Stored entries
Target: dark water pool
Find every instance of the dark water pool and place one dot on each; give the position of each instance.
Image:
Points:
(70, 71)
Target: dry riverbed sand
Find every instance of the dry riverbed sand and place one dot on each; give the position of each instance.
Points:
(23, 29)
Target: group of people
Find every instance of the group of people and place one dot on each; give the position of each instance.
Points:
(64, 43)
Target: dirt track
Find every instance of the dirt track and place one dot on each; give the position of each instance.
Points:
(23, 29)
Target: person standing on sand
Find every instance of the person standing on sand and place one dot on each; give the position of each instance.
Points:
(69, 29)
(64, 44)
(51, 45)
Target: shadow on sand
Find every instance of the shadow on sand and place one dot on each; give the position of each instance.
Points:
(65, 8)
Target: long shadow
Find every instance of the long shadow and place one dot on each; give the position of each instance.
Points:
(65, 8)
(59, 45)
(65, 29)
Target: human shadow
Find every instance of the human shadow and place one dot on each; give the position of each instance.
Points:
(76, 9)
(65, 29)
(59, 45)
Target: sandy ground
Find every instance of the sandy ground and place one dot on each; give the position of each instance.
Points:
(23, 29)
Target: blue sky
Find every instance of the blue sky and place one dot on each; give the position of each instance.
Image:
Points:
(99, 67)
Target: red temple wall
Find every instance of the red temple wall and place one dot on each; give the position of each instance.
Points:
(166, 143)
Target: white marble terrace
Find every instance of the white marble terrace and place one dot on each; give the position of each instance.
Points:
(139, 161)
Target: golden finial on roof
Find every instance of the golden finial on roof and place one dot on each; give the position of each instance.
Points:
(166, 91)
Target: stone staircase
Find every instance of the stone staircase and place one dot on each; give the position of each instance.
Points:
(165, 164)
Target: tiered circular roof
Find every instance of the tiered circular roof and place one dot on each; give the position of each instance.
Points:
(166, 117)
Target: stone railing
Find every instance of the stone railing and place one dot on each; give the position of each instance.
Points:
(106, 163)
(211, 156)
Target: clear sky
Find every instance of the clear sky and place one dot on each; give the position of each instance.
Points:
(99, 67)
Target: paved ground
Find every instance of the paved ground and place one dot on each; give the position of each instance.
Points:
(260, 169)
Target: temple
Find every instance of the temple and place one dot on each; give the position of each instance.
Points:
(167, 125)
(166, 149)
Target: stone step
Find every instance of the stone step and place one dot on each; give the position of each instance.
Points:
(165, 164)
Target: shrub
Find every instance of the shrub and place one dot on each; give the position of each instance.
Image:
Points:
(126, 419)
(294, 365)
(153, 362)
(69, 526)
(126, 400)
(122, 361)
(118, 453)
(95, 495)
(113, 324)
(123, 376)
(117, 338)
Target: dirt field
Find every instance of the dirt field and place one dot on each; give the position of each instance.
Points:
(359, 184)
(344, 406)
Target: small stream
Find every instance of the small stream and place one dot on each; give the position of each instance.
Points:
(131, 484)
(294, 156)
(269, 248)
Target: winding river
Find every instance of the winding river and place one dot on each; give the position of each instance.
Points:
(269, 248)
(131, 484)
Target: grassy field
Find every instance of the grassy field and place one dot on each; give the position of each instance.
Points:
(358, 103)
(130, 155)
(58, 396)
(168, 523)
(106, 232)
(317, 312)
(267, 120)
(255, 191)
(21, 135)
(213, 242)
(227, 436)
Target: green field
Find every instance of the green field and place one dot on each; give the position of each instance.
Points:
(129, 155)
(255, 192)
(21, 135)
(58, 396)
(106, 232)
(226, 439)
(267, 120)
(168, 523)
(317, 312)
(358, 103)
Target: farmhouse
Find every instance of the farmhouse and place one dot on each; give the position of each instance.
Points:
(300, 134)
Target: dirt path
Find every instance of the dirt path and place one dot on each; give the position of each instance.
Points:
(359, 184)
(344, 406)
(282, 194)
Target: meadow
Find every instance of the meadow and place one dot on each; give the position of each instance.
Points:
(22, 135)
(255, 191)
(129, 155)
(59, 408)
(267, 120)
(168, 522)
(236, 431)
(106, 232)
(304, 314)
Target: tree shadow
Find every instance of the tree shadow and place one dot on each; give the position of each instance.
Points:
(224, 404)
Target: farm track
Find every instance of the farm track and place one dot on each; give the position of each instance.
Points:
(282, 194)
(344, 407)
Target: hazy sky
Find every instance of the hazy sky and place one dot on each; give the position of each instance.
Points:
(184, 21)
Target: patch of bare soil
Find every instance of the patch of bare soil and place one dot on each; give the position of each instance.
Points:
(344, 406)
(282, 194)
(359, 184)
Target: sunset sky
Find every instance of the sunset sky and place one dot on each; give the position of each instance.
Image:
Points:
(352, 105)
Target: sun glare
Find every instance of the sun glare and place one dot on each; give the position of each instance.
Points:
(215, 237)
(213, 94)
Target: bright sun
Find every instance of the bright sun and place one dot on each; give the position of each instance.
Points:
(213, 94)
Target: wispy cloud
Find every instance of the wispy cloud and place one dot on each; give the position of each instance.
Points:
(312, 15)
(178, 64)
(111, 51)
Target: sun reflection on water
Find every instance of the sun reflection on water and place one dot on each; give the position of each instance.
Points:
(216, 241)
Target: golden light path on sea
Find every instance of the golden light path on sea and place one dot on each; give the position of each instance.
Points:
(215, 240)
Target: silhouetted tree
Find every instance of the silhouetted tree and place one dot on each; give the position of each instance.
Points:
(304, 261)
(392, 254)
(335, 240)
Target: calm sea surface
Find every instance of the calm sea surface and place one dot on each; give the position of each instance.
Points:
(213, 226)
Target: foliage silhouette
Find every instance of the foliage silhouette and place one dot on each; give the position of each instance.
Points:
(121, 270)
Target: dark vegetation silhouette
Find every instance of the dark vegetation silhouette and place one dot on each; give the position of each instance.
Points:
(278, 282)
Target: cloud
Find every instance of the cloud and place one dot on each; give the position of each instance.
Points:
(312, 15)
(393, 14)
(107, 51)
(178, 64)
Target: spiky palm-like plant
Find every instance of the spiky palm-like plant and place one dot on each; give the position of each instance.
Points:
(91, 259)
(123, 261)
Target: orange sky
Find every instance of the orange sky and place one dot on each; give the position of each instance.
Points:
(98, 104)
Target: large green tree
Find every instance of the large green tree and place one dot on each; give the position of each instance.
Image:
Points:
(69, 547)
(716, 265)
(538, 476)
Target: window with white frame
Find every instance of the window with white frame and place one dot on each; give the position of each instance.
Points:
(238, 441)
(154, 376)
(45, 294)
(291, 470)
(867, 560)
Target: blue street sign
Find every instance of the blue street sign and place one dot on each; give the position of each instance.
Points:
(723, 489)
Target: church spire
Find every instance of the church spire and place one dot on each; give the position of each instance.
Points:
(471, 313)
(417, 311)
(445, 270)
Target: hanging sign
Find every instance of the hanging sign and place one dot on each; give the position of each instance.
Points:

## To do:
Above are the records; retype them all without a single difference.

## Task response:
Target: dark water pool
Find every instance of the dark water pool and place one dot on each; give the position of each instance.
Image:
Points:
(70, 71)
Target: dry riverbed sand
Find every instance of the dry riverbed sand and place one dot on each; give the position of each instance.
Points:
(23, 29)
Target: group of people
Find every instance of the group of people and place one dot on each; give the position of each instance.
Points:
(64, 43)
Target: dirt track
Find every instance of the dirt track and place one dot on each; give the position of each instance.
Points:
(23, 29)
Target: person standing on sand
Find every instance of the person standing on sand and place one dot on each; give the position of each instance.
Points:
(69, 29)
(64, 44)
(51, 45)
Target: shadow on sand
Find every instance of the shadow on sand and place one dot on each; give the position of each instance.
Points:
(65, 8)
Target: long shadow
Find every instance of the long shadow and place one dot on each; give the position of each instance.
Points:
(65, 8)
(59, 45)
(65, 29)
Target: human shadow
Find every instance of the human shadow and place one dot on each; give the position of each instance.
Points:
(76, 9)
(65, 29)
(59, 45)
Target: sandy ground
Find every instance of the sandy ground and place one dot on each; give the position of each instance.
Points:
(23, 29)
Target: blue sky
Find every instance of the blue sky and place one dot on each; give the position of each instance.
Image:
Points:
(99, 67)
Target: red temple wall
Find every instance of the red temple wall and place one dot on each; give the position of each instance.
Points:
(166, 143)
Target: white marble terrace
Find every instance of the white marble terrace and place one dot on each; give the position of each instance.
Points:
(139, 161)
Target: golden finial on roof
Find every instance of the golden finial on roof and place one dot on each; give the position of each instance.
Points:
(166, 91)
Target: stone staircase
Find every instance of the stone staircase and place one dot on each; give the position of each instance.
Points:
(165, 164)
Target: tiered circular roof
Find every instance of the tiered circular roof and place one dot on each; give the position of each instance.
Points:
(166, 117)
Target: stone railing
Find every instance of the stone railing and place one dot on each; give the position of each instance.
Points:
(106, 163)
(211, 156)
Target: clear sky
Find every instance of the clear sky and place one dot on each; give the position of each instance.
Points:
(99, 67)
Target: paved ground
Find every instance of the paved ground and place one dot on each; give the position of each instance.
Points:
(260, 169)
Target: temple
Find every instance of the temple and place one dot on each; give the position of each instance.
Points:
(167, 125)
(166, 149)
Target: stone step
Find every instance of the stone step and place one dot on each; give the position of each instance.
Points:
(165, 164)
Target: shrub
Find every instance of the shrub and place one dot on each; give the position of each instance.
Image:
Points:
(126, 419)
(294, 365)
(153, 362)
(69, 526)
(126, 400)
(122, 361)
(118, 453)
(95, 495)
(113, 324)
(123, 376)
(117, 338)
Target: dirt field
Find every instance of the dirt field and place one dot on each; give the position of each instance.
Points:
(359, 184)
(344, 406)
Target: small stream
Find every instance of the small stream and place one dot on each; give the position of each instance.
Points:
(131, 484)
(294, 156)
(269, 248)
Target: winding river
Find every instance of the winding river and place one dot on each; give the position of each instance.
Points:
(269, 248)
(131, 484)
Target: grassy field
Find every instance of the grassy field and place one dot on each; give the position of each instance.
Points:
(358, 103)
(130, 155)
(58, 396)
(168, 523)
(106, 232)
(317, 312)
(267, 120)
(255, 191)
(21, 135)
(213, 242)
(227, 436)
Target: green field
Find every instance of the green field and place one dot on each; give the position of each instance.
Points:
(129, 155)
(255, 192)
(21, 135)
(58, 396)
(106, 232)
(226, 439)
(267, 120)
(168, 523)
(317, 312)
(358, 103)
Target: farmhouse
Find every instance of the farmhouse and place one dot on each; give the position of each instance.
Points:
(300, 134)
Target: dirt path
Find every instance of the dirt path and place one dot on each; give the position of each instance.
Points:
(359, 184)
(344, 406)
(282, 194)
Target: meadow
Find every instance of the meadow and place one dot on each; give the position of each instance.
Points:
(22, 135)
(255, 191)
(129, 155)
(59, 408)
(267, 120)
(168, 522)
(236, 431)
(106, 232)
(304, 314)
Target: tree shadow
Find every instance of the tree shadow and place one dot on each; give the position of each instance.
Points:
(224, 404)
Target: farm track
Find every instance of the farm track and place one dot on each; give the position of each instance.
Points:
(282, 194)
(344, 407)
Target: hazy sky
Find every instance of the hazy sky and place one dot on each; give the position of each instance.
Points:
(184, 21)
Target: patch of bare soil
Find every instance of the patch of bare soil and place one dot on each; give the position of each instance.
Points:
(344, 406)
(282, 194)
(359, 184)
Target: sunset sky
Find every instance of the sunset sky and place one dot on each; give the position of each instance.
Image:
Points:
(352, 105)
Target: sun glare
Find every instance of the sun glare and place one dot on each; give the position of each instance.
Points:
(215, 237)
(213, 94)
Target: bright sun
Find every instance of the bright sun and place one dot on each; give the position of each instance.
Points:
(213, 94)
Target: wispy cloud
Find every instance of the wispy cloud and place one dot on each; give the position of each instance.
Points:
(312, 15)
(178, 64)
(111, 51)
Target: sun reflection on water
Find every instance of the sun reflection on water and place one dot on each; give the position of each instance.
Points:
(216, 241)
Target: golden light path on sea
Find every instance of the golden light path on sea and place one dot on each; give the position of each instance.
Points:
(215, 240)
Target: silhouetted tree
Find every instance of the silhouetted tree and place one dot on each; give the position of each instance.
Points:
(304, 261)
(392, 254)
(335, 240)
Target: calm sea surface
Find every instance of the calm sea surface and place one dot on each; give the position of each instance.
Points:
(213, 226)
Target: foliage silhouette
Find every instance of the foliage silhouette and place one dot on each; give the position of each instance.
Points:
(121, 270)
Target: dark vegetation silhouette
Find every instance of the dark vegetation silhouette and place one dot on each; give the position of each instance.
Points:
(278, 282)
Target: cloud
Find every instance of the cloud and place one dot on each; give the position of each instance.
Points:
(312, 15)
(393, 14)
(107, 51)
(178, 64)
Target: spiky palm-like plant
Find every instance of the spiky palm-like plant and place one dot on each; give the position of each instance.
Points:
(91, 259)
(123, 261)
Target: orange sky
Find every instance of the orange sky and place one dot on each; give the position of each instance.
Points:
(98, 104)
Target: large green tree
Find every instance of the large green tree and place one dot on each; give the position of each instance.
Image:
Points:
(69, 547)
(716, 265)
(538, 476)
Target: window with white frame
Find every instance of the window with white frame and place one dot on each; give the position of each instance.
Points:
(238, 441)
(154, 376)
(45, 294)
(291, 470)
(867, 560)
Target: blue street sign
Find every instance of the blue street sign and place one dot on each; give the position of each instance.
Points:
(723, 489)
Target: church spire
Find every instance of the church spire and place one dot on each; give the position of each instance.
Points:
(471, 313)
(417, 311)
(445, 270)
Target: hanging sign
Find every instance of the hanging sign and place one dot on each; give the position of each instance.
Points:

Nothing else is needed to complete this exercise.